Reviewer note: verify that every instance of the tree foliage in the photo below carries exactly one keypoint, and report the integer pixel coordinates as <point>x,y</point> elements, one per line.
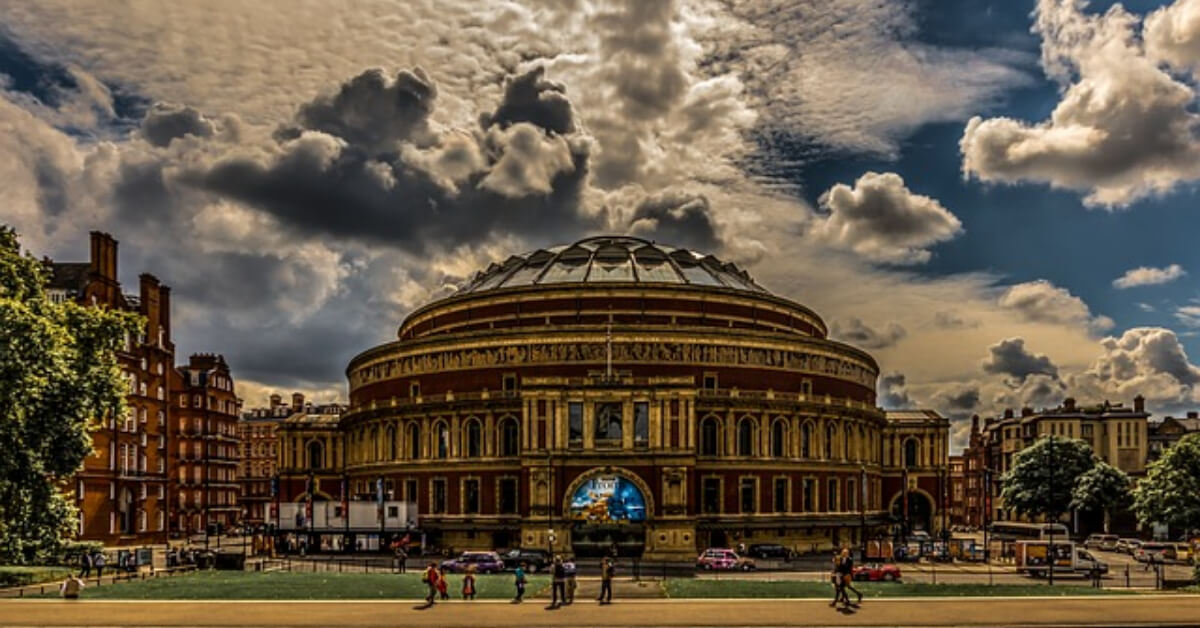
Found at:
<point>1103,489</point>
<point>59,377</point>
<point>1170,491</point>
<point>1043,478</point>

== Directive ==
Rewrite the data above with "foliage" replaced by "leaves" and everything else unchanged. Omit the pictures from your answer.

== Correct answer ==
Reviewer note: verify that every instance of the tree leaves in the photo below carries exactly one keypoint, and report the integer pixel coordinates as <point>x,y</point> elements, one per line.
Found at:
<point>1103,489</point>
<point>59,377</point>
<point>1170,491</point>
<point>1043,478</point>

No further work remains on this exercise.